***** PETIKAN BACAAN
Nasib THL TB Penyuluh Pertanian...
Nasib THL penyuluh pertanian, betul-betul cukup memprihatinkan. Mereka butuh kepastian. Mereka perlu kejelasan. Mereka menuntut kepastian. Sebagai profesi yang telah mampu mengukir sejarah bangsa, para penyuluh pertanian sudah selayak nya mendapat perhatian dan penghargaan yang serius dari Pemerintah. Para penyuluh pertanian, juga THL tentu tidak terlalu membutuhkan "hormat" Presiden Sby, sekira nya hormat itu hanya sebuah karikatif. Yang mereka butuhkan adalah adanya "tindakan politik" Pemerintah yang benar2 nyata dalam membela dan menghargai kiprah mereka selama ini. Para THL tidak terlampau meminta pujian Pemerintah. Apalagi jika hanya sekedar janji dan harapan. Mereka hanya ingin diberi ruang gerak yang jelas dan pasti : kiprah apa yang perlu dilakukan di tengah keterbatasan yang ada di sekitar nya ?
**********
• PETUNJUK TUGAS: Cetak ulang dengan persis bagian petikan tentang nasib THL penyuluh pertanian, mulai dari "Nasib THL penyuluh" dan berakhir pada "sekitar nya ?".
***** DATA PENDUKUNG
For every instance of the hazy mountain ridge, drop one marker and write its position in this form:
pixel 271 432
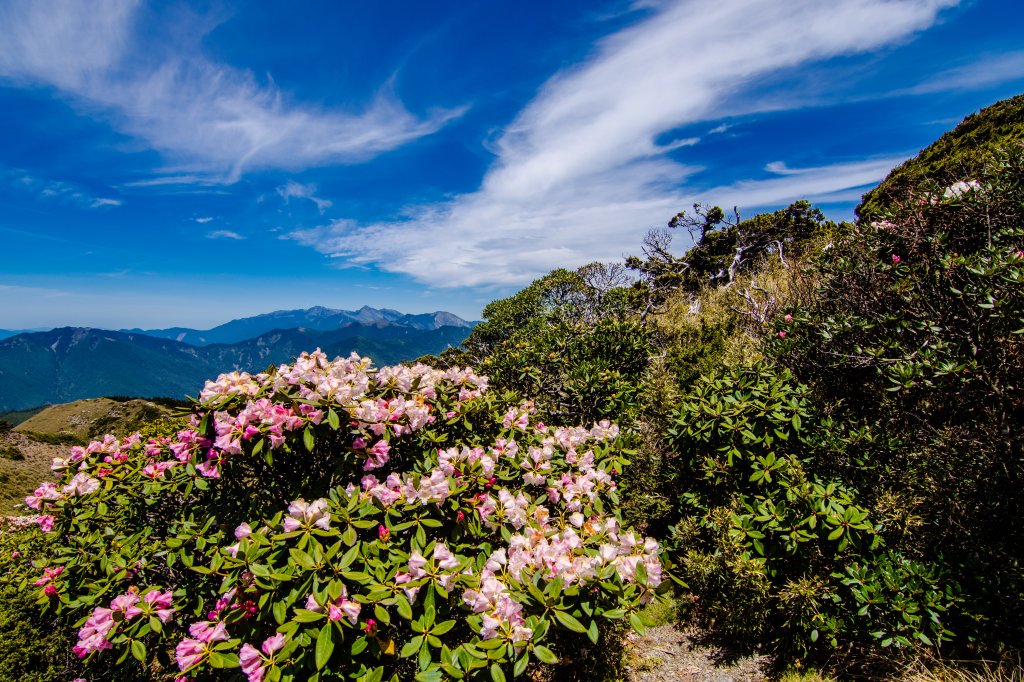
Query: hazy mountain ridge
pixel 70 364
pixel 317 317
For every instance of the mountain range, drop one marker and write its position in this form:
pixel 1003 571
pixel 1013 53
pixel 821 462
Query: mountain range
pixel 70 364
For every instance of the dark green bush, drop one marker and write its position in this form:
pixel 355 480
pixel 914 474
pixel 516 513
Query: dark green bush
pixel 776 545
pixel 919 331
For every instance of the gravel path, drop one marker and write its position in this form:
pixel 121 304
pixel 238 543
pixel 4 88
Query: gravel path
pixel 668 652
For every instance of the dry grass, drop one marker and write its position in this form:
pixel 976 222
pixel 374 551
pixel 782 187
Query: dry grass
pixel 19 477
pixel 1008 670
pixel 81 418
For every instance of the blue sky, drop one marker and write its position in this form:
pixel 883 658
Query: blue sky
pixel 184 164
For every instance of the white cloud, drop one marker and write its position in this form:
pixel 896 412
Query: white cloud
pixel 989 71
pixel 223 235
pixel 837 182
pixel 293 189
pixel 54 190
pixel 579 175
pixel 209 120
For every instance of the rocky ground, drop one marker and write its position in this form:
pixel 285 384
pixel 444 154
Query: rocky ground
pixel 668 652
pixel 24 464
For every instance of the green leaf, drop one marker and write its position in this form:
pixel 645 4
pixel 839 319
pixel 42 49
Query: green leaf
pixel 303 615
pixel 442 628
pixel 411 647
pixel 404 609
pixel 325 645
pixel 429 676
pixel 637 624
pixel 280 611
pixel 569 622
pixel 520 666
pixel 592 633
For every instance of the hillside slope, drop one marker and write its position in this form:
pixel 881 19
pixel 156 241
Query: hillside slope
pixel 317 317
pixel 957 155
pixel 72 364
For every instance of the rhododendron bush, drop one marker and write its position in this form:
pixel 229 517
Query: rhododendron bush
pixel 326 519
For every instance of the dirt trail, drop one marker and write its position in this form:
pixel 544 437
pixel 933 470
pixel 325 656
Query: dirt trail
pixel 668 652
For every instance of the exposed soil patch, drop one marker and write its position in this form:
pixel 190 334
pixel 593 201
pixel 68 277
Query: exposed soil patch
pixel 26 465
pixel 669 652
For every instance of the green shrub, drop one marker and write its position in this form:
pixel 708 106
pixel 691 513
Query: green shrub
pixel 919 331
pixel 489 543
pixel 34 647
pixel 775 544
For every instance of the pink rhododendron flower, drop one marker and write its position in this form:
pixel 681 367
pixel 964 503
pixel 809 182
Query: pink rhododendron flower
pixel 303 514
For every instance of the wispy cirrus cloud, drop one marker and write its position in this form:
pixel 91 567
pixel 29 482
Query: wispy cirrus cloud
pixel 991 70
pixel 579 175
pixel 211 122
pixel 54 190
pixel 293 189
pixel 224 235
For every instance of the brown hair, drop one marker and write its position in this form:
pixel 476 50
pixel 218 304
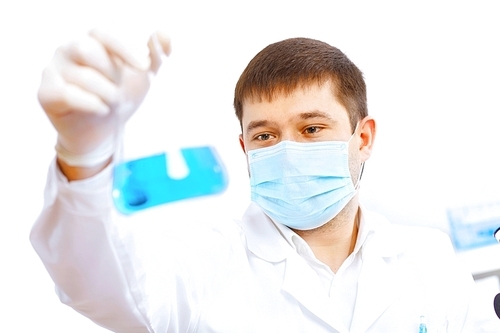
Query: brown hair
pixel 282 67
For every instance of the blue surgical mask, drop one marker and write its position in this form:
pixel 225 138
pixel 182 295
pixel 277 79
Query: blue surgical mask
pixel 301 185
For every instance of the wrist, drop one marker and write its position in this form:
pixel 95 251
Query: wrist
pixel 93 158
pixel 78 172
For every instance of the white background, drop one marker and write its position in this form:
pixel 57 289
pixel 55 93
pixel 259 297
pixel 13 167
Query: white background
pixel 432 70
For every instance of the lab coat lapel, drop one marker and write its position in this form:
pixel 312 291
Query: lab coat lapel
pixel 299 281
pixel 303 284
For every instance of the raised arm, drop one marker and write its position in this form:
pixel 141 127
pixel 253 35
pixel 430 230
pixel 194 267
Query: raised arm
pixel 89 90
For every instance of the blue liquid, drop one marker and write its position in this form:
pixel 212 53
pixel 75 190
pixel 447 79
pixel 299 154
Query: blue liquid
pixel 144 183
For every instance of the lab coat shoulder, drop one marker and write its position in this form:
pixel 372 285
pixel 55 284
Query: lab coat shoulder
pixel 425 275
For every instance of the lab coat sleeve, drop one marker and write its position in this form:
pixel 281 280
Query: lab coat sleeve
pixel 73 236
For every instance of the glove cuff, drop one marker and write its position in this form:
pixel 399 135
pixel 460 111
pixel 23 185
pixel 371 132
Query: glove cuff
pixel 95 157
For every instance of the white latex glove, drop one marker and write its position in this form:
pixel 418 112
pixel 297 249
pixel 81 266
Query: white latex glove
pixel 91 88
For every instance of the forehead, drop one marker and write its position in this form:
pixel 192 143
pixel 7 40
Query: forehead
pixel 285 107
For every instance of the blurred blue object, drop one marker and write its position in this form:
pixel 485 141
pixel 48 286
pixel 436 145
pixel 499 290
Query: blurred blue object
pixel 145 182
pixel 474 226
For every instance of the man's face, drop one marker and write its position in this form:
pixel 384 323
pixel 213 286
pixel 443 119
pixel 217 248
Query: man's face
pixel 307 115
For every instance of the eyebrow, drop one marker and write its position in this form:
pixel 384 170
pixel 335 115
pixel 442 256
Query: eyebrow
pixel 304 116
pixel 258 123
pixel 315 114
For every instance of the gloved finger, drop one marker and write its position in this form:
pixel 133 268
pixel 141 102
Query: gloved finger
pixel 92 81
pixel 117 49
pixel 57 97
pixel 159 44
pixel 89 52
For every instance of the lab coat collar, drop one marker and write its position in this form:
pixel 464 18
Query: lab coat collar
pixel 262 236
pixel 271 242
pixel 379 283
pixel 378 286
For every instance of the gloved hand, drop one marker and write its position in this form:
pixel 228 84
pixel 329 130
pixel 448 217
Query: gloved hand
pixel 90 89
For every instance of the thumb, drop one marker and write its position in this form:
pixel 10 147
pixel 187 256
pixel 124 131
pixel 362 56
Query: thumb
pixel 159 44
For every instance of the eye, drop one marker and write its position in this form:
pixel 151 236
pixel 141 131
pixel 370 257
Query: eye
pixel 263 137
pixel 312 130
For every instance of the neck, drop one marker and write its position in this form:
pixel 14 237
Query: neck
pixel 333 242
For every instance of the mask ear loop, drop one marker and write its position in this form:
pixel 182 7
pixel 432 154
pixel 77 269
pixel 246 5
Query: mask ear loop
pixel 356 187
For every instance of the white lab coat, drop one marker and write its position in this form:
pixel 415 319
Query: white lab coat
pixel 237 277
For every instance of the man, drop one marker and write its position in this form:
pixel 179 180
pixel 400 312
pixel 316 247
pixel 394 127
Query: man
pixel 306 256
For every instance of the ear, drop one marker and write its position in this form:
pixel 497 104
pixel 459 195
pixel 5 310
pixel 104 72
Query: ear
pixel 242 143
pixel 367 129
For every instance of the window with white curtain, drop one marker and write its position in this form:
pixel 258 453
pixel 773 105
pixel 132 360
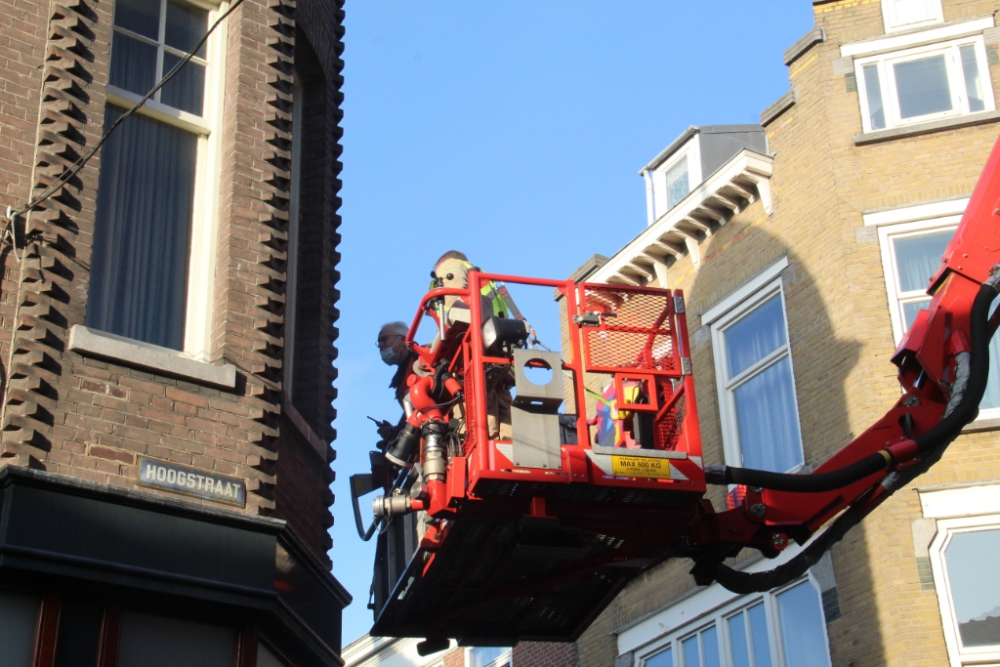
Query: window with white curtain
pixel 153 235
pixel 910 14
pixel 753 361
pixel 678 183
pixel 677 175
pixel 967 575
pixel 783 628
pixel 924 84
pixel 911 255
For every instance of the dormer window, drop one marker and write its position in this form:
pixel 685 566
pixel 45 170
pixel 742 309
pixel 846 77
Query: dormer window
pixel 924 83
pixel 909 14
pixel 682 167
pixel 678 183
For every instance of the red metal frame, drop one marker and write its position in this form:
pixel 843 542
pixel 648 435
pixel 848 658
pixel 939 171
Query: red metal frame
pixel 484 462
pixel 757 518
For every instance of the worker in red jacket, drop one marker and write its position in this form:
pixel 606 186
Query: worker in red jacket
pixel 452 270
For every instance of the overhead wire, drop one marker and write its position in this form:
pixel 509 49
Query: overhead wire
pixel 73 170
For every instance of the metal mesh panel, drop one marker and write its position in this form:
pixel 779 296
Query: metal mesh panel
pixel 669 426
pixel 469 388
pixel 636 332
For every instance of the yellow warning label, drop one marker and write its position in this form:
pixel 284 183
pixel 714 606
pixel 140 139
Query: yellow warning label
pixel 640 466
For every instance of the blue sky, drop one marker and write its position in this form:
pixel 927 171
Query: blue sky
pixel 512 131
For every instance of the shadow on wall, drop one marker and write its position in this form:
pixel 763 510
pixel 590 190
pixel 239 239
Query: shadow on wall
pixel 775 398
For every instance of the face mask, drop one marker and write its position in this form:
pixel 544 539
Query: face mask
pixel 391 357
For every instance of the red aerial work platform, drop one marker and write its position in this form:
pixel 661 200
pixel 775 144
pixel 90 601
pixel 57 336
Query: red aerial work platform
pixel 530 537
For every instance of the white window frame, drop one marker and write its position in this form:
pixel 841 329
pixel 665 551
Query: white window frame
pixel 956 81
pixel 205 210
pixel 946 529
pixel 718 617
pixel 752 295
pixel 893 25
pixel 690 150
pixel 505 658
pixel 913 221
pixel 886 234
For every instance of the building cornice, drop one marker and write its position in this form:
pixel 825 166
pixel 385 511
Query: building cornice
pixel 742 180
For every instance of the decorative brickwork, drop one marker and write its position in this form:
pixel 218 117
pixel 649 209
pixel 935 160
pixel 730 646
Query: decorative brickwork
pixel 91 418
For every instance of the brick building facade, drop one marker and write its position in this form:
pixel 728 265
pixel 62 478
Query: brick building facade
pixel 167 331
pixel 368 651
pixel 817 250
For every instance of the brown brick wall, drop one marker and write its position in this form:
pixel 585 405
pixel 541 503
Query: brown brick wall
pixel 90 418
pixel 839 330
pixel 544 654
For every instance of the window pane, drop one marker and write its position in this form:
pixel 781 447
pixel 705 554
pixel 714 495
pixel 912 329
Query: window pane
pixel 158 641
pixel 922 86
pixel 18 618
pixel 186 91
pixel 133 64
pixel 677 183
pixel 973 82
pixel 801 619
pixel 710 647
pixel 873 87
pixel 918 258
pixel 768 424
pixel 139 16
pixel 186 25
pixel 489 655
pixel 991 399
pixel 79 633
pixel 138 278
pixel 755 336
pixel 692 658
pixel 974 578
pixel 662 659
pixel 911 309
pixel 758 636
pixel 738 649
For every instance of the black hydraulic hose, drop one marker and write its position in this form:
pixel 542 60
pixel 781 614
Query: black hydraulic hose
pixel 944 432
pixel 931 445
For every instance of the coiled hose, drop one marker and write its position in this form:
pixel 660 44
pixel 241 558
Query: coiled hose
pixel 972 373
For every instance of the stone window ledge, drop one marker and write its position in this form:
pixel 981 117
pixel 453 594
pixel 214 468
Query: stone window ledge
pixel 982 424
pixel 956 122
pixel 160 360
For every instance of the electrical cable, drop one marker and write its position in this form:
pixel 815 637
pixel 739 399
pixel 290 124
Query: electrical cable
pixel 946 430
pixel 971 378
pixel 82 160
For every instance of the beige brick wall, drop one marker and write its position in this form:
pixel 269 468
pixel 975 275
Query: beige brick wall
pixel 839 330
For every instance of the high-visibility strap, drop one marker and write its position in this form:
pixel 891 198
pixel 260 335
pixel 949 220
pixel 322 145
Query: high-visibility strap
pixel 509 300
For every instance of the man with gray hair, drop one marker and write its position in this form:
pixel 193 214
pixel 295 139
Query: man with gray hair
pixel 392 348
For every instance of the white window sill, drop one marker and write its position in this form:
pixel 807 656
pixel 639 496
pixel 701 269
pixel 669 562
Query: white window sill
**********
• JAWABAN TERTULIS:
Nasib THL penyuluh pertanian, betul-betul cukup memprihatinkan. Mereka butuh kepastian. Mereka perlu kejelasan. Mereka menuntut kepastian. Sebagai profesi yang telah mampu mengukir sejarah bangsa, para penyuluh pertanian sudah selayak nya mendapat perhatian dan penghargaan yang serius dari Pemerintah. Para penyuluh pertanian, juga THL tentu tidak terlalu membutuhkan "hormat" Presiden Sby, sekira nya hormat itu hanya sebuah karikatif. Yang mereka butuhkan adalah adanya "tindakan politik" Pemerintah yang benar2 nyata dalam membela dan menghargai kiprah mereka selama ini. Para THL tidak terlampau meminta pujian Pemerintah. Apalagi jika hanya sekedar janji dan harapan. Mereka hanya ingin diberi ruang gerak yang jelas dan pasti : kiprah apa yang perlu dilakukan di tengah keterbatasan yang ada di sekitar nya ?